AIM OF THE EXERCISE:
Copy each line of the rows below that contains the word "soccer", matching case exactly.

Outline rows for images:
■ ■ ■ ■ ■ ■ ■

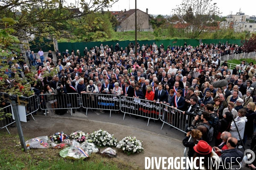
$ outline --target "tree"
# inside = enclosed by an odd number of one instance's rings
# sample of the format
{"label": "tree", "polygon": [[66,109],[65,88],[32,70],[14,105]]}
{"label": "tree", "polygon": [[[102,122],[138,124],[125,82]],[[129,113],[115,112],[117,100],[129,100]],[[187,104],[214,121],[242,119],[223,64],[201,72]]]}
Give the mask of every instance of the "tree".
{"label": "tree", "polygon": [[207,29],[215,16],[221,14],[212,0],[184,1],[173,9],[173,17],[177,19],[189,38],[197,38]]}
{"label": "tree", "polygon": [[[248,37],[248,36],[247,36]],[[256,34],[253,34],[249,40],[246,37],[244,40],[241,40],[243,44],[242,49],[245,52],[253,52],[256,51]]]}
{"label": "tree", "polygon": [[[12,17],[18,21],[13,29],[19,40],[31,40],[32,37],[54,36],[76,38],[91,28],[86,23],[85,17],[110,7],[118,0],[85,0],[68,4],[64,0],[3,0],[0,2],[0,18]],[[98,20],[94,21],[97,24]],[[100,22],[100,21],[99,21]],[[67,23],[69,24],[67,25]],[[75,28],[77,32],[68,32],[67,26]],[[96,38],[105,34],[96,32]],[[27,44],[26,46],[27,46]]]}

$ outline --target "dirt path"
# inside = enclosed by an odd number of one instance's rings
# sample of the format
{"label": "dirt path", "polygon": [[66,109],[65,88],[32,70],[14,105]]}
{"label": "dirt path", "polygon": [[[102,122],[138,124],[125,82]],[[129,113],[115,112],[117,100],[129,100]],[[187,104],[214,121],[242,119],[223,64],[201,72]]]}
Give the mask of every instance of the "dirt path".
{"label": "dirt path", "polygon": [[[36,116],[35,120],[27,123],[22,123],[25,136],[32,138],[49,135],[62,131],[68,134],[79,130],[91,133],[100,129],[114,134],[118,141],[127,136],[136,136],[143,141],[144,153],[129,156],[121,151],[118,151],[118,158],[130,162],[141,169],[145,166],[145,157],[183,156],[184,147],[182,141],[133,127],[77,118]],[[9,129],[12,134],[17,133],[16,128]]]}

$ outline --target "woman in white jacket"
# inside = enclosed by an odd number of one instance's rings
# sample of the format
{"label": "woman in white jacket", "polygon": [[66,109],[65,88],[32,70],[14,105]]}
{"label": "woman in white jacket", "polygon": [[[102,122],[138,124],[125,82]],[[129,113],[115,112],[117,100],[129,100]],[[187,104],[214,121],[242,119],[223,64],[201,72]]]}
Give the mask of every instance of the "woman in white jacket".
{"label": "woman in white jacket", "polygon": [[[246,110],[244,109],[240,109],[238,110],[238,116],[235,119],[235,122],[238,128],[238,131],[240,134],[240,136],[241,136],[241,139],[243,139],[244,133],[244,127],[245,127],[245,122],[247,121],[247,119],[246,118],[246,117],[245,117],[246,114]],[[240,141],[239,135],[238,135],[238,132],[235,127],[234,121],[231,123],[230,133],[231,133],[232,137],[236,138],[238,141],[238,144],[239,143]],[[239,149],[242,147],[243,147],[241,145],[239,145],[238,147],[238,148]]]}

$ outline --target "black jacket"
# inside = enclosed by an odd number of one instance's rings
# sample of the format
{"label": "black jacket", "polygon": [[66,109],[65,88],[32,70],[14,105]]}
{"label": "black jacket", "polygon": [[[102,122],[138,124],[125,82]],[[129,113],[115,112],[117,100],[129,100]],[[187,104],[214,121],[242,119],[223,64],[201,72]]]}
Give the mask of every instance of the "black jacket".
{"label": "black jacket", "polygon": [[[219,170],[222,170],[225,167],[229,167],[231,162],[231,158],[232,165],[234,165],[239,164],[242,161],[244,153],[240,150],[238,150],[236,148],[223,150],[221,152],[221,155],[220,156],[222,161],[220,162]],[[225,164],[221,166],[222,163]]]}

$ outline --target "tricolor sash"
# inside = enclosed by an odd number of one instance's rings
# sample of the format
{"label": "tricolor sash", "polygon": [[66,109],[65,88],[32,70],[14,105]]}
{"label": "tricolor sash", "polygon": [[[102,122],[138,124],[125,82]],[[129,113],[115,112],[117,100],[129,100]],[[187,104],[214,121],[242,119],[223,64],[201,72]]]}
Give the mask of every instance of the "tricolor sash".
{"label": "tricolor sash", "polygon": [[101,89],[101,87],[99,87],[98,86],[97,86],[97,87],[98,88],[98,90],[99,90],[99,92],[100,93],[100,90]]}
{"label": "tricolor sash", "polygon": [[176,90],[176,89],[175,89],[175,86],[174,86],[174,92],[175,92],[175,94],[177,94],[177,90]]}

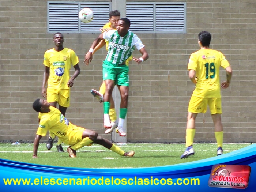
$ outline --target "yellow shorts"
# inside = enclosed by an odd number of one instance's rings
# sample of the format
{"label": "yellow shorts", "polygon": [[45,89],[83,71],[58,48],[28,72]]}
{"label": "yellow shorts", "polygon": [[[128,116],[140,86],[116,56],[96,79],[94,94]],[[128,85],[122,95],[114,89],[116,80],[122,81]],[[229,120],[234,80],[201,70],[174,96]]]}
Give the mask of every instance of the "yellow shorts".
{"label": "yellow shorts", "polygon": [[84,128],[73,125],[70,131],[67,133],[68,137],[68,143],[67,144],[74,145],[82,141],[83,132],[85,129]]}
{"label": "yellow shorts", "polygon": [[188,105],[188,112],[198,113],[205,113],[207,111],[207,106],[211,112],[211,114],[221,114],[221,98],[202,98],[192,96]]}
{"label": "yellow shorts", "polygon": [[47,88],[47,102],[57,102],[59,105],[68,107],[70,105],[70,90]]}

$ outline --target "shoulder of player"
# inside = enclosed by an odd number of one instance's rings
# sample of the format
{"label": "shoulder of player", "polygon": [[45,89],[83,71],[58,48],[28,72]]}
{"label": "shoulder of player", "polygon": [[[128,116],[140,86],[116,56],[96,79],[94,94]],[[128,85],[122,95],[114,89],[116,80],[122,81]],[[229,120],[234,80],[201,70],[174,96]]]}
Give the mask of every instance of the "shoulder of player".
{"label": "shoulder of player", "polygon": [[106,23],[105,25],[104,25],[104,26],[103,26],[103,27],[102,27],[103,29],[106,29],[106,28],[109,28],[111,27],[111,25],[110,25],[110,22],[109,22],[108,23]]}
{"label": "shoulder of player", "polygon": [[48,49],[45,51],[45,53],[51,53],[55,51],[54,48],[52,48],[52,49]]}

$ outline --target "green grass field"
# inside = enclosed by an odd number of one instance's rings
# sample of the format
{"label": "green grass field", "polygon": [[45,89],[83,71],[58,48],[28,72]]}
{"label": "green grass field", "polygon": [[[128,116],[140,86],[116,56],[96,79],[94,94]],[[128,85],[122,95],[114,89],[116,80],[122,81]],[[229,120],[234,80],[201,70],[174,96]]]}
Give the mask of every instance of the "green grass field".
{"label": "green grass field", "polygon": [[[216,144],[195,144],[195,154],[187,159],[180,157],[185,149],[185,144],[117,144],[125,151],[134,151],[132,157],[121,157],[118,154],[96,144],[85,147],[77,151],[77,158],[69,157],[68,146],[63,144],[64,153],[57,152],[53,143],[50,150],[45,143],[40,144],[37,159],[32,158],[33,143],[0,143],[0,158],[31,163],[61,167],[80,168],[123,168],[155,167],[194,161],[217,155]],[[252,144],[251,143],[224,144],[223,153],[227,153]]]}

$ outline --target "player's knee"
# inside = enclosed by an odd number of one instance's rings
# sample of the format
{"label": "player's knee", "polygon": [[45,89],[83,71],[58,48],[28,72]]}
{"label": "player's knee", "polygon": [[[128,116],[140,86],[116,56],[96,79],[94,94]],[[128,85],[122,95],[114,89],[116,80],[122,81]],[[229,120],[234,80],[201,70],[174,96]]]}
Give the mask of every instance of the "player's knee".
{"label": "player's knee", "polygon": [[122,97],[122,99],[123,100],[127,101],[128,99],[128,92],[125,92],[122,93],[122,95],[121,97]]}
{"label": "player's knee", "polygon": [[92,131],[89,137],[92,141],[95,140],[98,137],[98,133],[94,131]]}

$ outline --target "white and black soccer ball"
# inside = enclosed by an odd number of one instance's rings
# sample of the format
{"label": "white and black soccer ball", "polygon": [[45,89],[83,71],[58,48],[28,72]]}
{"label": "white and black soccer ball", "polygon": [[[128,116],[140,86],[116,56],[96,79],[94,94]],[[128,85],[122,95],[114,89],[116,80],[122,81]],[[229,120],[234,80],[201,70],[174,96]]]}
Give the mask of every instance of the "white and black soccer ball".
{"label": "white and black soccer ball", "polygon": [[93,12],[91,9],[84,8],[79,12],[78,17],[82,22],[89,23],[93,19]]}

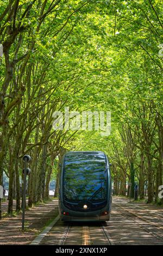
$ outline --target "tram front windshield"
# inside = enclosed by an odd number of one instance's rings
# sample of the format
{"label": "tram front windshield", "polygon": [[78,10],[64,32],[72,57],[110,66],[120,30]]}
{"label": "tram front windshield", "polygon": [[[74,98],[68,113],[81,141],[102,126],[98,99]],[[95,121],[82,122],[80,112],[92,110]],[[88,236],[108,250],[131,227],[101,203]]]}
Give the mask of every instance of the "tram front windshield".
{"label": "tram front windshield", "polygon": [[64,164],[64,199],[92,202],[106,200],[107,177],[104,154],[66,155]]}

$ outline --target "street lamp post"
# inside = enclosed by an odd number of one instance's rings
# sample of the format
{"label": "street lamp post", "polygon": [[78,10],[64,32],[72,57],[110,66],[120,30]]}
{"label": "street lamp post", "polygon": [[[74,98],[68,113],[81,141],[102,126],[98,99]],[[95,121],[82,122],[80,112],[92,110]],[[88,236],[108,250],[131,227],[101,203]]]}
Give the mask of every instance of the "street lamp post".
{"label": "street lamp post", "polygon": [[31,157],[28,155],[25,155],[23,157],[23,160],[24,162],[24,168],[23,170],[23,174],[24,174],[23,179],[23,203],[22,203],[22,230],[24,229],[24,222],[25,222],[25,209],[26,203],[26,177],[29,175],[30,172],[30,169],[27,168],[27,163],[31,161]]}

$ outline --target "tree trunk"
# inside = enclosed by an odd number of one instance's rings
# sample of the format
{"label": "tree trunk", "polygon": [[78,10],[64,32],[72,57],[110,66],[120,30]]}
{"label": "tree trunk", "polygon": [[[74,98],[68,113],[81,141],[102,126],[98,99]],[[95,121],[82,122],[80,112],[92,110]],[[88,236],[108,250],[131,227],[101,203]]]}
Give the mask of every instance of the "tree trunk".
{"label": "tree trunk", "polygon": [[134,197],[134,187],[135,187],[135,169],[134,163],[131,161],[130,163],[130,175],[131,175],[131,197]]}
{"label": "tree trunk", "polygon": [[144,176],[144,156],[142,153],[140,155],[140,164],[139,169],[139,193],[141,200],[145,199],[145,176]]}

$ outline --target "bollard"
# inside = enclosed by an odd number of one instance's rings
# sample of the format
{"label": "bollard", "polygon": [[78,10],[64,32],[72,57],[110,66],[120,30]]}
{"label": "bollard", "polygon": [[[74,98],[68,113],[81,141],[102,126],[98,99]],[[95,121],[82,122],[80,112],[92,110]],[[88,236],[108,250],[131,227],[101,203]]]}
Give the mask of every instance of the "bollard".
{"label": "bollard", "polygon": [[137,184],[135,185],[134,187],[134,200],[137,200],[138,198],[138,185]]}
{"label": "bollard", "polygon": [[26,177],[27,175],[29,175],[30,169],[27,168],[27,163],[29,163],[31,160],[31,157],[28,155],[25,155],[23,157],[23,160],[24,162],[24,168],[23,169],[23,174],[24,174],[23,179],[23,204],[22,204],[22,230],[24,229],[24,222],[25,222],[25,208],[26,203]]}

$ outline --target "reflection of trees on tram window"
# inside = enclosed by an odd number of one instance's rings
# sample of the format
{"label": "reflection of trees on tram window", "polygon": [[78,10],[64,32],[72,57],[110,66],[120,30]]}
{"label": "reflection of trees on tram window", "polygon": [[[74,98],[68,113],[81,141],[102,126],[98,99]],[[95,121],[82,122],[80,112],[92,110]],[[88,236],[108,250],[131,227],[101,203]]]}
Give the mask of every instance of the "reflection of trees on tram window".
{"label": "reflection of trees on tram window", "polygon": [[67,156],[64,191],[67,200],[105,200],[107,170],[104,155]]}

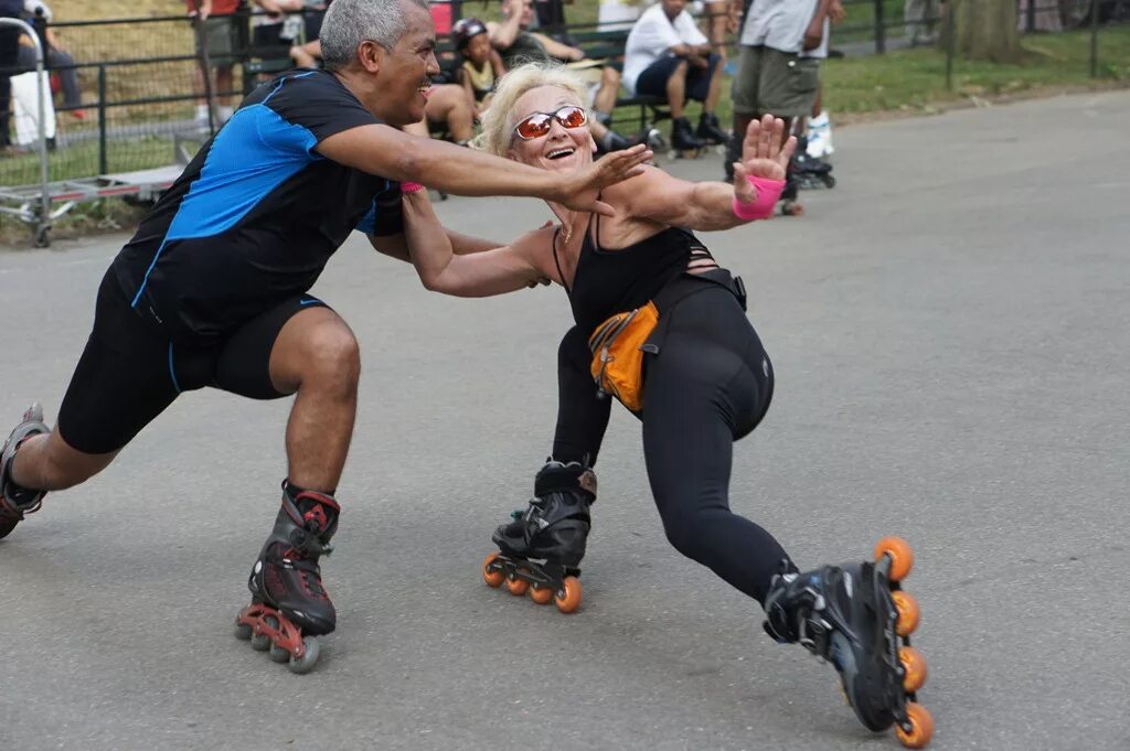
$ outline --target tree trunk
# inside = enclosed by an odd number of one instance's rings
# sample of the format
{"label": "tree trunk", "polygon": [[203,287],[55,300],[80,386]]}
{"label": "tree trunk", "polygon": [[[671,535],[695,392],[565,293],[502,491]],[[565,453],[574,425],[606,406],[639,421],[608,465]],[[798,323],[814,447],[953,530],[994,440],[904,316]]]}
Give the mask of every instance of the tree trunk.
{"label": "tree trunk", "polygon": [[1016,0],[950,0],[954,2],[955,46],[966,60],[1017,62],[1020,34]]}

■ ■ ■ ■ ■ ■ ■

THE REPLY:
$ outline --target "white and black soccer ball"
{"label": "white and black soccer ball", "polygon": [[45,89],[83,71],[58,48],[28,72]]}
{"label": "white and black soccer ball", "polygon": [[[128,116],[140,86],[116,56],[96,79],[94,94]],[[128,85],[122,95],[114,89],[116,80],[122,81]],[[229,120],[234,80],[201,70],[174,96]]]}
Give the mask of every instance of the "white and black soccer ball".
{"label": "white and black soccer ball", "polygon": [[93,12],[91,9],[84,8],[79,12],[78,17],[82,22],[89,23],[93,19]]}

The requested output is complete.